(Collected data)
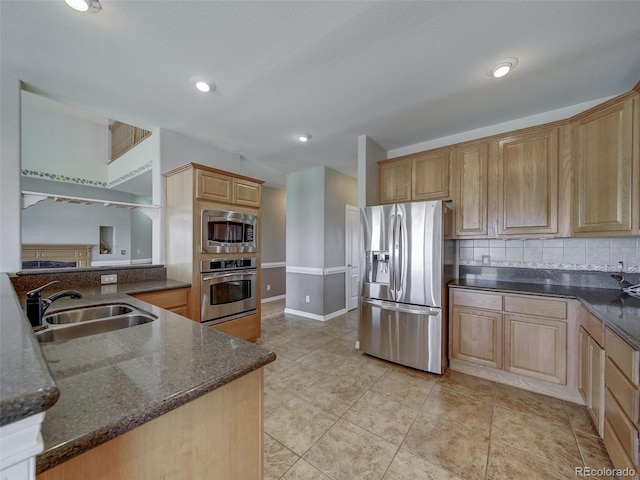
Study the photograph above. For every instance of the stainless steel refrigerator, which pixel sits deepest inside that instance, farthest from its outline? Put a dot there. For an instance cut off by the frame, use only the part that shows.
(402, 316)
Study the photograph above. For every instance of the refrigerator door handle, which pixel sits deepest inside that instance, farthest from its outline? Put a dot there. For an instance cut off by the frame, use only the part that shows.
(402, 252)
(414, 309)
(397, 251)
(392, 255)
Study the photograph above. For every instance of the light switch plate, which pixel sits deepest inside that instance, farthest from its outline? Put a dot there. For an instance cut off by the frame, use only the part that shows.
(106, 279)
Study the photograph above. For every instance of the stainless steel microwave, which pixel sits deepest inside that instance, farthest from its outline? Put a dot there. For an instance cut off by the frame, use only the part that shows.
(229, 232)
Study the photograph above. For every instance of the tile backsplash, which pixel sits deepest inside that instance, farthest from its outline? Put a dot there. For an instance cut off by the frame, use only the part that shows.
(598, 254)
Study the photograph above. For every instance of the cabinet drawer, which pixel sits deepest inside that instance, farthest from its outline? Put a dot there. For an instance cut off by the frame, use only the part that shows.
(166, 298)
(626, 358)
(627, 396)
(536, 306)
(616, 451)
(490, 301)
(595, 327)
(622, 426)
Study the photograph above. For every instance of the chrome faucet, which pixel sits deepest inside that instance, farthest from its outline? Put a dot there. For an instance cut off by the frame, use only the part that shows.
(36, 305)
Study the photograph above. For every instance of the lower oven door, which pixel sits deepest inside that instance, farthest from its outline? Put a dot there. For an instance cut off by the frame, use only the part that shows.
(228, 295)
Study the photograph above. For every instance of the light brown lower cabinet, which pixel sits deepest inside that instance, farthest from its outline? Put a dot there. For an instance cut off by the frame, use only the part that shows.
(218, 435)
(591, 377)
(519, 340)
(622, 404)
(477, 336)
(175, 300)
(536, 347)
(247, 327)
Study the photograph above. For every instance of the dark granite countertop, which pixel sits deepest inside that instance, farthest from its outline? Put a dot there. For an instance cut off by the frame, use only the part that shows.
(619, 311)
(111, 383)
(26, 384)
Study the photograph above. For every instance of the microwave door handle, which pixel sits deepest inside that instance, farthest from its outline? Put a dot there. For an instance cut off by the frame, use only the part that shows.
(223, 275)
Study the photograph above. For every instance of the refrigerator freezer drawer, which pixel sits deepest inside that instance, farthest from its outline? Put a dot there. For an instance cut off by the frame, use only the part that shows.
(406, 334)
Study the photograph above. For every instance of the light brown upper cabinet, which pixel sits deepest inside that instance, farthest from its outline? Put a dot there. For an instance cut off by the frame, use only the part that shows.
(423, 176)
(214, 186)
(605, 169)
(470, 164)
(246, 192)
(430, 175)
(395, 181)
(218, 187)
(528, 183)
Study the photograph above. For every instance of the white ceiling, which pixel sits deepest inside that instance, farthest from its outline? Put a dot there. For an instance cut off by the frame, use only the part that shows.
(401, 72)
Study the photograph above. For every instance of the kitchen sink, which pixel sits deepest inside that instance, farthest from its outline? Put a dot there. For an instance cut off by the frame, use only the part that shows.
(82, 322)
(85, 314)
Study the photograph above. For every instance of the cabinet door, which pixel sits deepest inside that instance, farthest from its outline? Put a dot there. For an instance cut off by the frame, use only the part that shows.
(528, 183)
(602, 180)
(214, 186)
(246, 192)
(395, 181)
(596, 384)
(471, 189)
(536, 347)
(584, 363)
(477, 336)
(430, 175)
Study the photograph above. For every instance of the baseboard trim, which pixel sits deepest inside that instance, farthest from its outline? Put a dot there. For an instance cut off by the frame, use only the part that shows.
(313, 316)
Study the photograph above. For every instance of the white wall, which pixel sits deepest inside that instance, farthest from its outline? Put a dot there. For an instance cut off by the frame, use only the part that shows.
(10, 198)
(369, 154)
(532, 120)
(177, 149)
(57, 141)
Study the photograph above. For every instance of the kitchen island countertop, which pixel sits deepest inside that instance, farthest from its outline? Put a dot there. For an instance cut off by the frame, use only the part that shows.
(113, 382)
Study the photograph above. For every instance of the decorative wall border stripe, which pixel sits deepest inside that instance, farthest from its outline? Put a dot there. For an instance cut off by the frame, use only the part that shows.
(62, 178)
(273, 265)
(317, 270)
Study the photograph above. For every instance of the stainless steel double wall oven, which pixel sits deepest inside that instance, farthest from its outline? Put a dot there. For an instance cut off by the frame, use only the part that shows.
(229, 288)
(228, 285)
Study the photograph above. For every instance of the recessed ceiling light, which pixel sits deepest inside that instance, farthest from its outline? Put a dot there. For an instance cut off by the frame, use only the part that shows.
(503, 67)
(91, 6)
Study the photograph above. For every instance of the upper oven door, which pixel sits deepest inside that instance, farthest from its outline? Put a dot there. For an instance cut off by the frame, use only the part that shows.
(226, 295)
(229, 232)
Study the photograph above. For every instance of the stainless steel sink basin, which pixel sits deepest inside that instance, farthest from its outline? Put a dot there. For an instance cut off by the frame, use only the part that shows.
(84, 321)
(85, 314)
(92, 328)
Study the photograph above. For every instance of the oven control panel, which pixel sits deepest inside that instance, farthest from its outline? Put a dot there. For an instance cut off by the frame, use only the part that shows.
(225, 264)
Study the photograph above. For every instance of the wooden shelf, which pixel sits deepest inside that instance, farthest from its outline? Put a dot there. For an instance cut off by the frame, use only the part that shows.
(31, 198)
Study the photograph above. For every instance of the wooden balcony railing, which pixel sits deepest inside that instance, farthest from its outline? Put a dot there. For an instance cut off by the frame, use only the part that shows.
(124, 137)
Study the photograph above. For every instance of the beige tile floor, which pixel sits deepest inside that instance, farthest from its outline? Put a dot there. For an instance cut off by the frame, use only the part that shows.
(334, 413)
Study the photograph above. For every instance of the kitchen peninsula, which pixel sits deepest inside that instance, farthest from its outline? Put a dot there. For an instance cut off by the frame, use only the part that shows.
(167, 398)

Task directions: Print the whole listing above once more, word for word, without its pictures.

Worked answer:
Study the photograph above. For every instance of the stainless steel refrigerator, which pixel sits deepest inside that instance, farthest from its outline? Put a dot there. For an instance cut off by the frame, use only the part that shows.
(402, 316)
Study the photograph above. For every instance of the refrigerator door handle, which pixel sits deepest inside that instance, farthest from its outline? Put a dot there. For an instance cut off by the frame, use only the part that shows.
(402, 252)
(414, 309)
(397, 251)
(392, 255)
Study the photograph above. For every instance of the light switch plate, which pixel sits deepest inside that instance, farthest from its outline? Put a dot there. For an instance cut off by the frame, use only the part that shows.
(106, 279)
Study the photograph above. For every instance of the stainless steel microwave, which pixel sits deepest inside that instance, farthest from its outline? Put a dot there. For an instance cut off by the frame, use only the part that shows.
(229, 232)
Study the photograph above. For every instance of the tile backsplash, which pixel sits deepest inside that instance, farthest from its outline? Put a dot there. For an instance cut off by the frame, use only the part that shows.
(598, 254)
Study the photograph above. For every instance of the cabinet drawer, which pixel sits deepest inside that instance, farthest from its outline? Put a dot there. For an instance cut off by the frame, use only the part that shows.
(166, 298)
(626, 358)
(627, 396)
(536, 306)
(616, 451)
(490, 301)
(595, 327)
(622, 426)
Study the photograph above. For every instance of the chrome faucet, which pixel sits deepest inside that instance, farthest from its outline? Put a dot there. For an instance cut off by the frame, use only the part that shows.
(36, 305)
Study the photograph above. For every instance of the lower oven door, which pixel sits deepest inside that instance, farthest from its outline? Put a dot there. For an instance cut off by the frame, use only the part that shows.
(228, 295)
Study the photograph above. For every instance of the light brown lower cabinet, which pixel sits deepest inside that instance, farthest from its outline? Put a dot there. For an instance cut off by the frame, use only the part that shows.
(218, 435)
(591, 377)
(519, 340)
(622, 404)
(477, 336)
(175, 300)
(536, 347)
(247, 327)
Study the photograph above. For every instance of the dark granite countertop, which pixel sits deepest inside that instance, farthest from its outline? Put a dot there. For an instance cut off by the frame, use only the part that shows.
(619, 311)
(111, 383)
(26, 384)
Study the photograph above. For every instance of the microwave door handle, which pixel sits deepest inside that instance, farthest from its outline? Put a dot there. For an instance cut off by the frame, use only the part that shows.
(223, 275)
Study the photograph above. For every instance of the refrigerator freezer drawer, which pixel sits deepest inside that instance, farthest from its outline? Put a dot there. For an instance cut off by the frame, use only the part that shows.
(406, 334)
Study the photograph above. For every instance of the light brown upper cabinet, which pixel sits deepest inside that instance, farthest from its outline? Put a dot there. For an instance cut off by the frame, use only the part that shows.
(423, 176)
(214, 186)
(605, 169)
(470, 164)
(246, 192)
(430, 175)
(395, 181)
(218, 187)
(528, 183)
Study the photograph above. For every instance of the white ceiling, which pixel sits deepest inside that instance, farthest from its outline? Put a dot there. For an instance cut off by the frame, use only the part that shows.
(401, 72)
Study the photograph above. For every instance of the kitchen sink, which pixel sits deepest inside that instance, farthest from its outline? Put a dot there. For an instance cut off by the frame, use only the part that shows.
(82, 322)
(85, 314)
Study the photograph above. For every instance of the cabinet door, which pixel sits deepest inside that instance, farthest from its outline? Put a dot there. For an instance cut off by the frame, use only the part that shows.
(528, 183)
(602, 180)
(214, 186)
(246, 192)
(395, 181)
(596, 384)
(471, 189)
(536, 347)
(584, 363)
(477, 336)
(430, 175)
Study the photograph above. For every instance of the baseboard trim, which pixel sits deepest inside that instance, farthest from its outline? Put a dot there. For an instance cut off by the frame, use only the part that shows.
(313, 316)
Study the photograph above. For every instance of the white wall, which pixel sits deepest inside that instance, farthest from its outline? Put a dot there. For an instance cut off by the frame, use only the part that shows.
(10, 198)
(369, 154)
(532, 120)
(177, 149)
(57, 141)
Study the photograph above. For every instance of the kitchen island countertop, which pixel sits deepest inside that instance, farthest from its outline? Put a dot there. For an instance cut off by the frame, use only the part that shows.
(113, 382)
Study the photograph above. For every instance of the decorative wall border stripe, which pixel sits deepest inside that instance, farthest from its outline? Put a dot there. For an instance cut off by the frame, use only the part that shows.
(62, 178)
(273, 265)
(317, 270)
Study the photograph above. For every instance of the stainless steel double wall oven, which pixel sits deepest inside that instance, farthest from its outline? Put a dot there. For an instance cut off by the frame, use only the part that shows.
(229, 288)
(228, 285)
Study the photograph above. For every instance of the recessed ceiling light, which pixel sits deepest inside that instance, farthest from its outline? Put a dot there. For an instance cut off by the frame, use only the part that shows.
(503, 67)
(91, 6)
Study the photograph above. For every instance of the upper oven door, which pixel sits deepest inside that instance, farthest from its outline? Put a dot there. For an instance cut off by the frame, use only the part that shows.
(226, 295)
(229, 232)
Study the photograph above. For every instance of the stainless steel sink basin, which pixel sits deepest inside that instance, farthest from its outline? Put a dot there. For an instance cut off by the frame, use only the part that shows.
(84, 321)
(85, 314)
(92, 328)
Study the photograph above. For every instance of the oven control panel, which pixel sits deepest inside that instance, farthest from its outline? Put a dot there. For an instance cut off by the frame, use only the part that shows.
(225, 264)
Study the photograph above. For every instance of the wooden shelf, which pixel sits deepest inside that instance, farthest from its outline? Put a dot there. For an instance cut off by the frame, use only the part that shows.
(31, 198)
Study the photograph above. For every instance of the wooden balcony railing, which pixel sits deepest inside that instance, farthest from its outline? Put a dot there. For an instance cut off by the frame, use only the part that shows.
(124, 137)
Study the photograph above. For every instance of the beige tile floor, which pixel sits deepest inside that instance, farthest from its outline? Put a dot there. For an instance cut off by the frame, use only the part that shows.
(334, 413)
Study the photograph above. For every instance of the kitchen peninsula, which pixel sits deepest inside that instance, farthest from its outline? Put a dot there. For an instance cut off by the frame, use only the part that shows.
(167, 398)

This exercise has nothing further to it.